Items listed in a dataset

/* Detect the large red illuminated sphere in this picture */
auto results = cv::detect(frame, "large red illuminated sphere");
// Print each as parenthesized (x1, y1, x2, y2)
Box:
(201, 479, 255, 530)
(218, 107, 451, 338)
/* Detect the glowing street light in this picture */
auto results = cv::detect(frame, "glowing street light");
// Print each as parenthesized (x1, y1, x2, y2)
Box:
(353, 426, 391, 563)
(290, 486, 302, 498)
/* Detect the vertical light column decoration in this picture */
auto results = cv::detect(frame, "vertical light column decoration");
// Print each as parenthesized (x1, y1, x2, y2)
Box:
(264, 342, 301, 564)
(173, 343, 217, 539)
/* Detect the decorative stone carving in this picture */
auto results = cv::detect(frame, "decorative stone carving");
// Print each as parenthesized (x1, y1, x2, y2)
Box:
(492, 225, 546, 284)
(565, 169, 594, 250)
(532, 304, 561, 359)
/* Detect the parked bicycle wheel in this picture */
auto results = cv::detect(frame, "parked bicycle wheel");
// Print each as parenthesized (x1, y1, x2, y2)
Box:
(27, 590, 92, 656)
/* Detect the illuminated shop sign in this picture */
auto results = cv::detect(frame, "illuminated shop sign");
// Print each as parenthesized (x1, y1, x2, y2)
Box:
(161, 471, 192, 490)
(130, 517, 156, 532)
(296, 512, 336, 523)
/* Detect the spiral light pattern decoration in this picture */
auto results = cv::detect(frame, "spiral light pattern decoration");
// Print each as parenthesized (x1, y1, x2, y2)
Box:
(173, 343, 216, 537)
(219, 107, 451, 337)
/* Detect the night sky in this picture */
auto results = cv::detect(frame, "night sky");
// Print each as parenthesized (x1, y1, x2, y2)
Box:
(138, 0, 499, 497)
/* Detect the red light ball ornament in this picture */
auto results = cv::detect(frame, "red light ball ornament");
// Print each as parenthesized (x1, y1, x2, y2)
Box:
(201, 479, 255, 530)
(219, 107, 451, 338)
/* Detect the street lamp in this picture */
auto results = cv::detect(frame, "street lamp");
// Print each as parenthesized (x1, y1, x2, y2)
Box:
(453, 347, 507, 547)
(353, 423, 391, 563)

» Exercise: Output the data once more, exactly as it appears above.

» Output for this exercise:
/* Detect the large red illuminated sphere in this picture */
auto results = cv::detect(frame, "large red illuminated sphere");
// Print each as parenthesized (x1, y1, x2, y2)
Box:
(201, 479, 255, 530)
(218, 107, 451, 338)
/* Detect the glowing street light in this picture */
auto results = cv::detect(frame, "glowing street light");
// Print each as parenthesized (x1, y1, x2, y2)
Box:
(353, 426, 391, 563)
(290, 486, 302, 498)
/* Detect the vertical light column decoration in this picture */
auto results = cv::detect(frame, "vertical light column decoration");
// Print each as parenthesized (x1, y1, x2, y2)
Box:
(264, 342, 301, 564)
(173, 343, 217, 539)
/* Detect the decorative stone carving in this picture */
auto results = cv::detect(frame, "decorative stone carving");
// Print each as parenthesized (x1, y1, x2, y2)
Box:
(492, 225, 546, 284)
(565, 169, 594, 250)
(532, 304, 561, 359)
/* Detect the parked bicycle wheel in this picture */
auto results = cv::detect(frame, "parked bicycle wheel");
// Print each as parenthesized (x1, y1, x2, y2)
Box:
(27, 590, 92, 656)
/* Detect the illuminated shop sign in this picture */
auto results = cv::detect(frame, "illuminated shop sign");
// Print each as parenthesized (x1, y1, x2, y2)
Box:
(161, 471, 192, 490)
(130, 517, 156, 532)
(296, 512, 336, 523)
/* Detect the spiral light pattern decoration in this picture */
auto results = cv::detect(frame, "spiral light pattern decoration");
// Print each as parenthesized (x1, y1, x2, y2)
Box:
(173, 343, 216, 537)
(219, 107, 451, 337)
/* Detect the night sky in this picture */
auto results = cv::detect(frame, "night sky");
// Print each as parenthesized (x1, y1, x2, y2)
Box:
(138, 0, 499, 497)
/* Detect the red light ball ornament in this picture */
auto results = cv::detect(frame, "red light ball ornament");
// Print each as parenthesized (x1, y1, x2, y2)
Box:
(201, 479, 255, 530)
(219, 107, 451, 338)
/* Detect the street lamp in this picture */
auto results = cv::detect(frame, "street lamp");
// Print each as parenthesized (x1, y1, x2, y2)
Box:
(453, 347, 507, 547)
(353, 423, 391, 563)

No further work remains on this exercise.